TRY IT
Pull out every line from the listing that has the word "tree".

-------- THE RECORDS

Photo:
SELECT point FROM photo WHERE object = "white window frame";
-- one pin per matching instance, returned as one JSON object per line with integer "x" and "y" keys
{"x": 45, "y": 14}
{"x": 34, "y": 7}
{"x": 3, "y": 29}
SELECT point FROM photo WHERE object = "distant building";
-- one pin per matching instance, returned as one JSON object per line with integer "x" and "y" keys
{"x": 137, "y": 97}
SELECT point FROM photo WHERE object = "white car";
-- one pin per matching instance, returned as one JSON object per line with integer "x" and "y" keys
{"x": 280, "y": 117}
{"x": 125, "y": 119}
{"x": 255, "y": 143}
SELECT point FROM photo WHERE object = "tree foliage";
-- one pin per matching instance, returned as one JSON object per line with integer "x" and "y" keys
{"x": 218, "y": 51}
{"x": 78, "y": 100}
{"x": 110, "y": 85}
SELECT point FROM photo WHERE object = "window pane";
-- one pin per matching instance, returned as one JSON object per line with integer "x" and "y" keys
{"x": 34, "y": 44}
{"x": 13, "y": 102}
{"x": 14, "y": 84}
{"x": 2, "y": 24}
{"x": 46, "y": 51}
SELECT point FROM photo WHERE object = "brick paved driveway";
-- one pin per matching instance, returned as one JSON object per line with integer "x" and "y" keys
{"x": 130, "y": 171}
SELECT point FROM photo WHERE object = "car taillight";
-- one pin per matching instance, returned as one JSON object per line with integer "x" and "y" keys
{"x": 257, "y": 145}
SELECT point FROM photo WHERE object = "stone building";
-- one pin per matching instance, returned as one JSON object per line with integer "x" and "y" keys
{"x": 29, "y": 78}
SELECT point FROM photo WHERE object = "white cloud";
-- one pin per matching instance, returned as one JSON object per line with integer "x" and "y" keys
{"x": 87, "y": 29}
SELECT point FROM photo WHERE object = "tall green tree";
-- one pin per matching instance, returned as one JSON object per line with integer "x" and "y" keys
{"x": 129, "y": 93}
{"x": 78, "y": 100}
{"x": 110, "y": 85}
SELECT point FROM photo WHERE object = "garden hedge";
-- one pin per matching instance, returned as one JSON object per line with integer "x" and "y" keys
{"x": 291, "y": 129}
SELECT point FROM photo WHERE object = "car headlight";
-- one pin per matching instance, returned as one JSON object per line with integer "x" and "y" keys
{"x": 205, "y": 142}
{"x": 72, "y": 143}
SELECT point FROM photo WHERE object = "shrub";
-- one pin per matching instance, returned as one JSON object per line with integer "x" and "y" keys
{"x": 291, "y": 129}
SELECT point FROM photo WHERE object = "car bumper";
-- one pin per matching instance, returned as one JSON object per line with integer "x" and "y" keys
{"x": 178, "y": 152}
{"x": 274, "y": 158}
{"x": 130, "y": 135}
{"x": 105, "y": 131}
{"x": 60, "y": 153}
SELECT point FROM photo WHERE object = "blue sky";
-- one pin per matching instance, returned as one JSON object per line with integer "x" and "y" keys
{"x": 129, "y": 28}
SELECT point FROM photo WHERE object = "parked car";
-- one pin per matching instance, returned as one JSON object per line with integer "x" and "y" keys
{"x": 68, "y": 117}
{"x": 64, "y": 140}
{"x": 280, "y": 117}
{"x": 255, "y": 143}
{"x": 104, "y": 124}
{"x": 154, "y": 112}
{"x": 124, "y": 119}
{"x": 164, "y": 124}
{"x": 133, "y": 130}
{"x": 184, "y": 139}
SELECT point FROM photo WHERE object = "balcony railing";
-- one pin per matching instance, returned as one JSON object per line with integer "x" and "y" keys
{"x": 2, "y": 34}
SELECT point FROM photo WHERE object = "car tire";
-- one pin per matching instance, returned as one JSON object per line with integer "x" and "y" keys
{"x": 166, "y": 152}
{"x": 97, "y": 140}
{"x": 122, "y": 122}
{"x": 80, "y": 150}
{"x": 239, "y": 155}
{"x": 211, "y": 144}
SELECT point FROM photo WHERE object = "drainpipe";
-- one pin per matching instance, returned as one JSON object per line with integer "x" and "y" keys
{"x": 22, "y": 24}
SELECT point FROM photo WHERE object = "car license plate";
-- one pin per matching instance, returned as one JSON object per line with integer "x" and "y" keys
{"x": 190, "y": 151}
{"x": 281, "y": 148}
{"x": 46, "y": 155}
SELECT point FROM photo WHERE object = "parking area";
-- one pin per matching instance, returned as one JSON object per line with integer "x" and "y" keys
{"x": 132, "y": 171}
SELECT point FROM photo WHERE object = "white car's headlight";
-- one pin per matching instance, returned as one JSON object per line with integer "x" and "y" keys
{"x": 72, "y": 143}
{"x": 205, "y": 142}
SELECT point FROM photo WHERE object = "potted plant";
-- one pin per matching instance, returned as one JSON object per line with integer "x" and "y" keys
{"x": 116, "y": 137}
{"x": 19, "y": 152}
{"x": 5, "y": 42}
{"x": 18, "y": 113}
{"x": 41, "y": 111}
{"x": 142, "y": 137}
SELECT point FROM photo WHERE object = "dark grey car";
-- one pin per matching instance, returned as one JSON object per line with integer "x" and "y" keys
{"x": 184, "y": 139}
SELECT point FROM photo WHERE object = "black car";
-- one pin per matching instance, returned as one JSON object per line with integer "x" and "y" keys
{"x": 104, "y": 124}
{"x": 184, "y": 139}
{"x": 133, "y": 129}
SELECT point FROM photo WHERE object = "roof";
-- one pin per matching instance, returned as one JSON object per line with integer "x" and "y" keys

----------------

RESPONSE TO THIS TASK
SELECT point FROM photo WHERE object = "tree foliage";
SELECT point FROM photo WHERE object = "tall green tree";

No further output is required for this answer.